Reading passage.
______________________________

Though we have the ability to read Seed in any order we might like, each section is up to five pages long, and therefore requires us to read chronologically for a far greater length of time than hypertexts of the nineties do. Whether this can be attributed to the now mainstream nature of micro-textual formats, which requires literature to aspire to something else is probably a question for others to answer. Personally speaking, if writers working digitally can produce works as good as Seed, I won’t be unduly detained by the sociological reasonings why.

How big are the words modernists use?

It’s a fairly straightforward question to ask, one which most literary scholars would be able to provide a halfway decent answer to based on their own readings. Ernest Hemingway, Samuel Beckett and Gertrude Stein more likely to use short words, James Joyce, Marcel Proust and Virginia Woolf using longer ones, the rest falling somewhere between the two extremes.

Most Natural Language Processing textbooks or introductions to quantitative literary analysis demonstrate how the most frequently occurring words in a corpus will decline at a rate of about 50%, i.e. the most frequently occurring term will appear twice as often as the second, which is twice as frequent as the third, and so on and so on. I was curious to see whether another process was at work for word lengths, and whether we can see a similar decline at work in modernist novels, or whether more ‘experimental’ authors visibly buck the trend. With some fairly elementary analysis in NLTK, and data frames over into R, I generated a visualisation which looked nothing like this one.*

*The previous graph had twice as many authors and was far too noisy, with not enough distinction between the colours to make it anything other than a headwreck to read.

______________________________

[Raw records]
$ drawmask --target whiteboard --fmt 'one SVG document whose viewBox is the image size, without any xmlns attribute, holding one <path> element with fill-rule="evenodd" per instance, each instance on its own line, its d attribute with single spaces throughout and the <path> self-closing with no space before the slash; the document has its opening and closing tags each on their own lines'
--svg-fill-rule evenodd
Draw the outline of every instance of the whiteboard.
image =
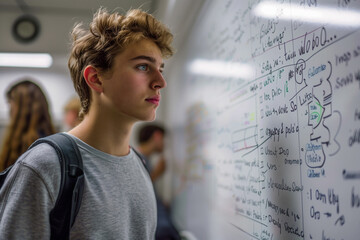
<svg viewBox="0 0 360 240">
<path fill-rule="evenodd" d="M 197 239 L 360 237 L 360 1 L 205 1 L 167 73 L 173 219 Z"/>
</svg>

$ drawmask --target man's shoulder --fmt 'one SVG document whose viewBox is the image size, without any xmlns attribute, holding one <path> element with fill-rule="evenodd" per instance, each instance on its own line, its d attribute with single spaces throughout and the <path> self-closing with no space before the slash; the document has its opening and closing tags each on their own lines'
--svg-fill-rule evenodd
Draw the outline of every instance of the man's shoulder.
<svg viewBox="0 0 360 240">
<path fill-rule="evenodd" d="M 60 162 L 56 150 L 47 143 L 40 143 L 22 154 L 19 163 L 40 175 L 60 174 Z"/>
</svg>

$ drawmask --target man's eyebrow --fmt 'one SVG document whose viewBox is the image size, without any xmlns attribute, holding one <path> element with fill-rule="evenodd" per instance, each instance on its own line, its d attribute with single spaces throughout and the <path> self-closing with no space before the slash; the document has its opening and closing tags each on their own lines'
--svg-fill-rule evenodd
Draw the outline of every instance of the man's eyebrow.
<svg viewBox="0 0 360 240">
<path fill-rule="evenodd" d="M 143 60 L 147 60 L 147 61 L 152 62 L 152 63 L 156 63 L 155 58 L 150 57 L 150 56 L 146 56 L 146 55 L 139 55 L 139 56 L 136 56 L 134 58 L 131 58 L 130 60 L 134 61 L 134 60 L 139 60 L 139 59 L 143 59 Z M 164 68 L 164 66 L 165 66 L 165 64 L 161 63 L 160 68 Z"/>
</svg>

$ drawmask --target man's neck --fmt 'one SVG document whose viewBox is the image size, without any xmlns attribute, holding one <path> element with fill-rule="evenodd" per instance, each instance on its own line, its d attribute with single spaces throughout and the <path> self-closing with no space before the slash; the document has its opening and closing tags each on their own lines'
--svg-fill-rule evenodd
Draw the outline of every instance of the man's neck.
<svg viewBox="0 0 360 240">
<path fill-rule="evenodd" d="M 106 120 L 86 116 L 69 133 L 102 152 L 115 156 L 129 154 L 132 124 L 115 124 Z"/>
</svg>

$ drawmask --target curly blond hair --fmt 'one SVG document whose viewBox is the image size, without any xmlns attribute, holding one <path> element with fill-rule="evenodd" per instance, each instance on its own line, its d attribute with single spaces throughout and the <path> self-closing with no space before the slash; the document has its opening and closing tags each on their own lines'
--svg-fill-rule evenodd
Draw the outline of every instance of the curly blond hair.
<svg viewBox="0 0 360 240">
<path fill-rule="evenodd" d="M 91 103 L 90 89 L 83 77 L 86 66 L 92 65 L 102 73 L 110 71 L 115 56 L 130 43 L 142 39 L 152 40 L 164 58 L 173 55 L 173 35 L 169 29 L 152 15 L 139 9 L 120 15 L 100 8 L 94 14 L 88 29 L 82 23 L 75 25 L 72 38 L 68 67 L 80 97 L 81 117 L 89 112 Z"/>
</svg>

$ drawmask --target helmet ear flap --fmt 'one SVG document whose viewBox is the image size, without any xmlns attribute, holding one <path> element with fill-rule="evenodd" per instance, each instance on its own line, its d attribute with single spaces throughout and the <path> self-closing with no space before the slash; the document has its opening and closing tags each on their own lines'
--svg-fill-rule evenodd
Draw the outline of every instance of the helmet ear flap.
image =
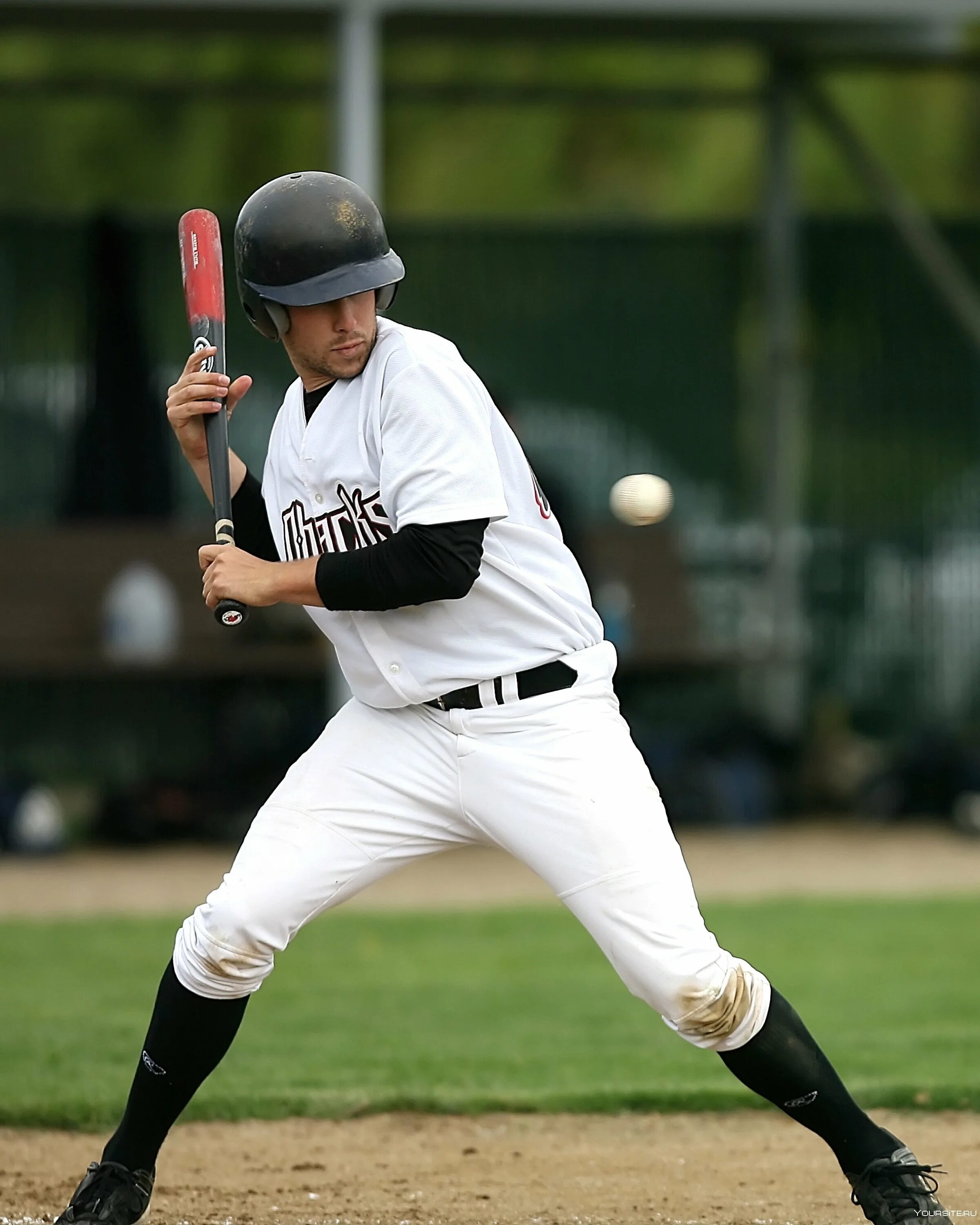
<svg viewBox="0 0 980 1225">
<path fill-rule="evenodd" d="M 397 281 L 391 285 L 382 285 L 380 289 L 375 289 L 375 310 L 386 311 L 394 301 L 394 295 L 397 293 Z"/>
<path fill-rule="evenodd" d="M 266 307 L 266 314 L 276 325 L 276 331 L 279 336 L 285 336 L 289 331 L 289 311 L 282 303 L 270 301 L 268 298 L 262 299 L 262 305 Z"/>
</svg>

______________________________

Challenge 1.
In the passage, which modernist authors are named as more likely to use short words?
Challenge 2.
Reproduce the passage starting at the words "Though we have" and ending after "the words modernists use?", but change "digitally" to "online".

Exercise solution 1.
Ernest Hemingway, Samuel Beckett and Gertrude Stein.

Exercise solution 2.
Though we have the ability to read Seed in any order we might like, each section is up to five pages long, and therefore requires us to read chronologically for a far greater length of time than hypertexts of the nineties do. Whether this can be attributed to the now mainstream nature of micro-textual formats, which requires literature to aspire to something else is probably a question for others to answer. Personally speaking, if writers working online can produce works as good as Seed, I won’t be unduly detained by the sociological reasonings why.

How big are the words modernists use?